Entries provided.
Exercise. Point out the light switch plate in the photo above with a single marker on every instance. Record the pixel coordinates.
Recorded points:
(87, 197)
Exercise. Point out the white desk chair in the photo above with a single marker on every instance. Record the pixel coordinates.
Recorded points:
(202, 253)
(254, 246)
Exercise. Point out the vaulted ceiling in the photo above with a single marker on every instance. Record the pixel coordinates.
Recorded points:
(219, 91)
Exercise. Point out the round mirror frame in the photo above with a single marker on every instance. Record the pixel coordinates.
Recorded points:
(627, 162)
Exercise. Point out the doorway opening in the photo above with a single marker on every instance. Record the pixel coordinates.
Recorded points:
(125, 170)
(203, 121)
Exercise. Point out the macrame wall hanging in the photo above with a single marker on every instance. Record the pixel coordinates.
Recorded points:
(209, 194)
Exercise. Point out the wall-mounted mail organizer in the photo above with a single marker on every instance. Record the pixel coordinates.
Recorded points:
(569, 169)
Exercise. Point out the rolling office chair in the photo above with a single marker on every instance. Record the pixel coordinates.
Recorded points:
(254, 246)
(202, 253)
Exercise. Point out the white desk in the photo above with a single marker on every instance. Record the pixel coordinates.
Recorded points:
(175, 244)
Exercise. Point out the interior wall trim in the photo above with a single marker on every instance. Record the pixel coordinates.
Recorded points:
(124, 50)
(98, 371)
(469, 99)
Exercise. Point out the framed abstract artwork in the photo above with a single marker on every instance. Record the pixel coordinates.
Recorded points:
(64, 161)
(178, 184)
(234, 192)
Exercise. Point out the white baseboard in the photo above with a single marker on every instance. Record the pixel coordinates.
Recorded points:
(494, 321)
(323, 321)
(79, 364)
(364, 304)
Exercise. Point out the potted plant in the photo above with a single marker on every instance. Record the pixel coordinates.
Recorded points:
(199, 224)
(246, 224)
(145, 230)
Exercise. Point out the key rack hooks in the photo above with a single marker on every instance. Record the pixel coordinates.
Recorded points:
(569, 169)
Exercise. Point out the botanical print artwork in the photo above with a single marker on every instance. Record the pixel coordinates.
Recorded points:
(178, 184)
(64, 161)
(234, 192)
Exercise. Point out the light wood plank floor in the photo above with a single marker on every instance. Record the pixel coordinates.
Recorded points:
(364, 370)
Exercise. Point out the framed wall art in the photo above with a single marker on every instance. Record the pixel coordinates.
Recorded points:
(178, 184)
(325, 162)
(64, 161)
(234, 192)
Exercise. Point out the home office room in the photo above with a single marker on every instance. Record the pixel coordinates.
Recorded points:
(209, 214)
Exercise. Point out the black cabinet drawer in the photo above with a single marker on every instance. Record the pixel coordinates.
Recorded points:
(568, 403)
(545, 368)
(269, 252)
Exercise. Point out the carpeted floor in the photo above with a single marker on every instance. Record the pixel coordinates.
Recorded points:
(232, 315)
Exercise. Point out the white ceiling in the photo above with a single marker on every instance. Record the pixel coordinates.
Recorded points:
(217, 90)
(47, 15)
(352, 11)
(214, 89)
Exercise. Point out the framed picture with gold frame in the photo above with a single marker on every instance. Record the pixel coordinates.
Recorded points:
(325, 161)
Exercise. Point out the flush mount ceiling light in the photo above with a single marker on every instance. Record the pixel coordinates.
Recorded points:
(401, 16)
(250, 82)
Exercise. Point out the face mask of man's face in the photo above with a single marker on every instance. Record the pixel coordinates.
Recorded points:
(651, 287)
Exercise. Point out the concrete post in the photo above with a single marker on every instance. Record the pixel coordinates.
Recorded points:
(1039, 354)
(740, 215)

Work task. Transcribe, exactly and without additions, the lines of the records above, beginning with the line that contains "Exercise. Point out the white desk in" and ending with the line that contains "Exercise. Point out the potted", both included.

Result of the exercise.
Exercise. Point out the white desk in the photo above with a single marker on every instance. Record the pixel coordinates.
Recorded points:
(175, 244)
Exercise. Point out the interior wall trim in the photo above with a single marker on every instance. Record the pixel coordinates.
Recorded points:
(124, 50)
(98, 371)
(469, 99)
Exercise. Point out the framed abstract artwork in the photo above with a single marker on every instance. Record the pixel coordinates.
Recorded points:
(64, 161)
(178, 184)
(234, 192)
Exercise. Point out the white baseboard in the photo above with a single marker on every instance. Record the pixel coordinates.
Recorded points:
(494, 321)
(323, 321)
(79, 364)
(364, 304)
Exercise. Point out the potted plant in the photo above with a single marker on every instance. Record the pixel coordinates.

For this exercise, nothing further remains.